I’VE noticed online there seems to be a lot more people working from home, given everything that’s happening in the world just now with this coronavirus doing the rounds. I thought this week I’d put together a wee guide on what to expect when you work from the house.

You’ll start with great intentions, but they’ll all fall by the wayside. You’ll plan to get up at the time you normally would if you were heading into work. You’ll plan to use the time you’d spend travelling to work to have a nice breakfast to set you up for the day. You’ll plan to get dressed. You’ll do nothing of the sort.

You’ll awake when your alarm goes off, at which point you’ll scoff at it. “Don’t think so, pal,” you’ll say, then break your personal record for the amount of times you’ve hit snooze.

Then you’ll wake up in a panic maybe 45 minutes later, giving you seconds to get to the computer and log on. You’ll then applaud yourself for this accomplishment which simply must now be rewarded. A coffee will do nicely. “Och, might as well make a nice breakfast since I’m in the kitchen anyway.” You’ll be adventurous here, in ways your kitchen has never seen before. The frying pan’s out and the grill’s warming up, all the while the emails start to pour in.
+ + + + +
STUDY QUESTIONS -
a. For the guide on working from home, state whether each statement agrees with it, answering yes or no and quoting the words that decide it: (i) you'll plan to get dressed; (ii) you'll wake up in a panic about 15 minutes after the alarm; (iii) coffee is named as the reward for logging on in time.
b. Print the stretch of the guide on working from home from "I’VE noticed online" through "of the sort.".
The records are separate material and have no connection to the guide on working from home.

Referring expression data -
+ + + + +
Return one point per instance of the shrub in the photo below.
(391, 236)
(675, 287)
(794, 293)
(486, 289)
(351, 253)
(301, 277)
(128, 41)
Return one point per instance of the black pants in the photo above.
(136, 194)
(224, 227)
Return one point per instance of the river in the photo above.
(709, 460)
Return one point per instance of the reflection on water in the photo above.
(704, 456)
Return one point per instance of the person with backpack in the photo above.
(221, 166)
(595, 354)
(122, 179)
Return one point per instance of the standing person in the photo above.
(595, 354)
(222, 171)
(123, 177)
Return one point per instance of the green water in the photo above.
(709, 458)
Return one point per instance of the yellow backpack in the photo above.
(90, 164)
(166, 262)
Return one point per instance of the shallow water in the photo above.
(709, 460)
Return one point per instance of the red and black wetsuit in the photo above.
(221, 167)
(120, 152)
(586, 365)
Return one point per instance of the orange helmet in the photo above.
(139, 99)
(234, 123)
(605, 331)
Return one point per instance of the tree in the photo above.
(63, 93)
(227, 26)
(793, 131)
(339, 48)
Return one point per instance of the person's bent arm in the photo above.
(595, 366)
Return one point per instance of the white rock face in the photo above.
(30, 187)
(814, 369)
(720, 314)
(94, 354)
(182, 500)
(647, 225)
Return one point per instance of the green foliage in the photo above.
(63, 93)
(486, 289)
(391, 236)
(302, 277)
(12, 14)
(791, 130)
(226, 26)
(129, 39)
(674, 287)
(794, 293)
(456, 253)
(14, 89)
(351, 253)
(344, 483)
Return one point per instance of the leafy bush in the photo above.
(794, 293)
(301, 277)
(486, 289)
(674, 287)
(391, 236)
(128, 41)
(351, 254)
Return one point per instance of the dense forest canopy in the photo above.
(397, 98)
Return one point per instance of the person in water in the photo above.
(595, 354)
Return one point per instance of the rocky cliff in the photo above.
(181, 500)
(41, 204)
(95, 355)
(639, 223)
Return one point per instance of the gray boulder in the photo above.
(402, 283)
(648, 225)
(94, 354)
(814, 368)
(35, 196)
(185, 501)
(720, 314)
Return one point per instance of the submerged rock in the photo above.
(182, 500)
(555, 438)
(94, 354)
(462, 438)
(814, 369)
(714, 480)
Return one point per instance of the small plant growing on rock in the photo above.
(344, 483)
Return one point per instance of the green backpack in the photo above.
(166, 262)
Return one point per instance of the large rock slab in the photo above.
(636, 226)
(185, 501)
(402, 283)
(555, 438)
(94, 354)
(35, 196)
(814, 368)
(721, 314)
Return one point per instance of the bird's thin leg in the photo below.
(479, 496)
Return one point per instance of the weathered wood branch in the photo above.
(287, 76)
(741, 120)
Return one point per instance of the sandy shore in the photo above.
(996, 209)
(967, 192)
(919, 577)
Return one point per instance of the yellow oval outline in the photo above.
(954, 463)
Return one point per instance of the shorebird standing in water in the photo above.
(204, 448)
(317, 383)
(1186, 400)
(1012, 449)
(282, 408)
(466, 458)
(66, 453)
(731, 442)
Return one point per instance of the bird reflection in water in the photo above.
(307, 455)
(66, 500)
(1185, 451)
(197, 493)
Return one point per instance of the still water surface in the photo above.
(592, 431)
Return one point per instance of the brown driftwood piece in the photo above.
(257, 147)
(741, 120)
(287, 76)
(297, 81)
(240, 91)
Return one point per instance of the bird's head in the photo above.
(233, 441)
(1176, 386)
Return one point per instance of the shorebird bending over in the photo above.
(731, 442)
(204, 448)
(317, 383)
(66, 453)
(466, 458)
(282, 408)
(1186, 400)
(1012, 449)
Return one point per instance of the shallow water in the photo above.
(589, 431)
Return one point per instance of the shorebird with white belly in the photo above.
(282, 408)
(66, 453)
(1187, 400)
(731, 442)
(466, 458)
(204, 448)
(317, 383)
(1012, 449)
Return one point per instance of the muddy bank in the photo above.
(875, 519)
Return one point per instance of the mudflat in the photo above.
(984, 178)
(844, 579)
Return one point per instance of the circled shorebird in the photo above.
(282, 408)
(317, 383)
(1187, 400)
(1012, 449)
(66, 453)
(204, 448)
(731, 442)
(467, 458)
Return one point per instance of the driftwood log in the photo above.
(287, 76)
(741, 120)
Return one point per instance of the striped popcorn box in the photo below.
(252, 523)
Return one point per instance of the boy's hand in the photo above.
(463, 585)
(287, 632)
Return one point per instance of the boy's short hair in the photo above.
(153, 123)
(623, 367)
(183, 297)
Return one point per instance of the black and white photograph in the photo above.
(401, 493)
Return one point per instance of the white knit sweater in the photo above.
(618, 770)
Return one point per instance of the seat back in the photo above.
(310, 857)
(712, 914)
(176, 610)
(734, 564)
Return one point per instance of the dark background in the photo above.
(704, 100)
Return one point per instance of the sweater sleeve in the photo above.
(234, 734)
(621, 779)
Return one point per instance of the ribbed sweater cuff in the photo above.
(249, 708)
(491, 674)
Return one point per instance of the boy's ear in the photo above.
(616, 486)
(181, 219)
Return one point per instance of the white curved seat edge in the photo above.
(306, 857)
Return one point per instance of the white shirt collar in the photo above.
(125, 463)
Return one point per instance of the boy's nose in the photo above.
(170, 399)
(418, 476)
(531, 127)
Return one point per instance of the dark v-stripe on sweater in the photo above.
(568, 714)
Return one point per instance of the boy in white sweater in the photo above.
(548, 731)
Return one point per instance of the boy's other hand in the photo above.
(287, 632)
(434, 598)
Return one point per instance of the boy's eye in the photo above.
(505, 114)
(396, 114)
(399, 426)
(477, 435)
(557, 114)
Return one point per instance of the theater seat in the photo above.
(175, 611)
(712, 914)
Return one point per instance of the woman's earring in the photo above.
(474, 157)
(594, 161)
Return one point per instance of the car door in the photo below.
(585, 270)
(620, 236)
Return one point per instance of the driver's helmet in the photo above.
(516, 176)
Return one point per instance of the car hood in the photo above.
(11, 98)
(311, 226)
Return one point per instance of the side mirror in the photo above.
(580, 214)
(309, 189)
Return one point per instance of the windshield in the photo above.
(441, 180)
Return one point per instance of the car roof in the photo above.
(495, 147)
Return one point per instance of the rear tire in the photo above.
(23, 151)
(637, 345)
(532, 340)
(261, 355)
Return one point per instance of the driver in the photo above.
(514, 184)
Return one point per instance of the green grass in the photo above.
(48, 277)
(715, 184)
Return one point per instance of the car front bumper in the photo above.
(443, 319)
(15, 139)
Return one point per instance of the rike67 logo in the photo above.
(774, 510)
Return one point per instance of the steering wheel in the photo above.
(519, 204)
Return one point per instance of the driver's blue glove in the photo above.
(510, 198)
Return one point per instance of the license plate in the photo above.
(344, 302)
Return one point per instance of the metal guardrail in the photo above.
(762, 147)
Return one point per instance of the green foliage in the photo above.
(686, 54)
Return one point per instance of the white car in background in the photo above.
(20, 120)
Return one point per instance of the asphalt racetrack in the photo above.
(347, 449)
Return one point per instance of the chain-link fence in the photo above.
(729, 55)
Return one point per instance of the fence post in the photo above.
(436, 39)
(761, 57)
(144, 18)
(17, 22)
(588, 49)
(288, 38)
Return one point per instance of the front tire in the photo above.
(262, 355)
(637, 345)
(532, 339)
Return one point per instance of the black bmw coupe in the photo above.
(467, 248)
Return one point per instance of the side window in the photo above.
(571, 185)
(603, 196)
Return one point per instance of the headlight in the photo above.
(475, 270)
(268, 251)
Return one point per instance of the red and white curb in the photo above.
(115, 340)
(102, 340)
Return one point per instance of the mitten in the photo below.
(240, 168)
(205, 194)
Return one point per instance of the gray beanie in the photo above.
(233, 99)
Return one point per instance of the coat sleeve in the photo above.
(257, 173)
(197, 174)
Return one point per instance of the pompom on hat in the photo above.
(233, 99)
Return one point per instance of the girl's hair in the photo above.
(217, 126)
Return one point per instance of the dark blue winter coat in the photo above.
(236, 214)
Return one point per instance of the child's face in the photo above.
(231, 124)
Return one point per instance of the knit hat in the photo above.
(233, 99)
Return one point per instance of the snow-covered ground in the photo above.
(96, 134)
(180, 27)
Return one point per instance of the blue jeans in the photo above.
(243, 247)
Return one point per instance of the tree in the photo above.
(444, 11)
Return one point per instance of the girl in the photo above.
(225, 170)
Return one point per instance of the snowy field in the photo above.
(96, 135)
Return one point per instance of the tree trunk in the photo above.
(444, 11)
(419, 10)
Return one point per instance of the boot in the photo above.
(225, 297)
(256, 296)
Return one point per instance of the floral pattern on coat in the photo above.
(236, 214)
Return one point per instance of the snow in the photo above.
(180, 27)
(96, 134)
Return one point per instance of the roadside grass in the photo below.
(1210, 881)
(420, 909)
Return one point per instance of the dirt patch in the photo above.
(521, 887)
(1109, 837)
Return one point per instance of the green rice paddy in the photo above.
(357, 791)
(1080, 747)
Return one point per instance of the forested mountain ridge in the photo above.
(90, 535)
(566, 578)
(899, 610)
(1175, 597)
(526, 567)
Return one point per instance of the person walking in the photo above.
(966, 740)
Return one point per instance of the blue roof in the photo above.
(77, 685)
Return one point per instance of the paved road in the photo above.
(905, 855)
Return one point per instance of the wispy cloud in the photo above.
+ + + + +
RESULTS OF THE TASKS -
a.
(i) Yes: "You’ll plan to get dressed."
(ii) No: "Then you’ll wake up in a panic maybe 45 minutes later"
(iii) Yes: "A coffee will do nicely."

b.
I’VE noticed online there seems to be a lot more people working from home, given everything that’s happening in the world just now with this coronavirus doing the rounds. I thought this week I’d put together a wee guide on what to expect when you work from the house.

You’ll start with great intentions, but they’ll all fall by the wayside. You’ll plan to get up at the time you normally would if you were heading into work. You’ll plan to use the time you’d spend travelling to work to have a nice breakfast to set you up for the day. You’ll plan to get dressed. You’ll do nothing of the sort.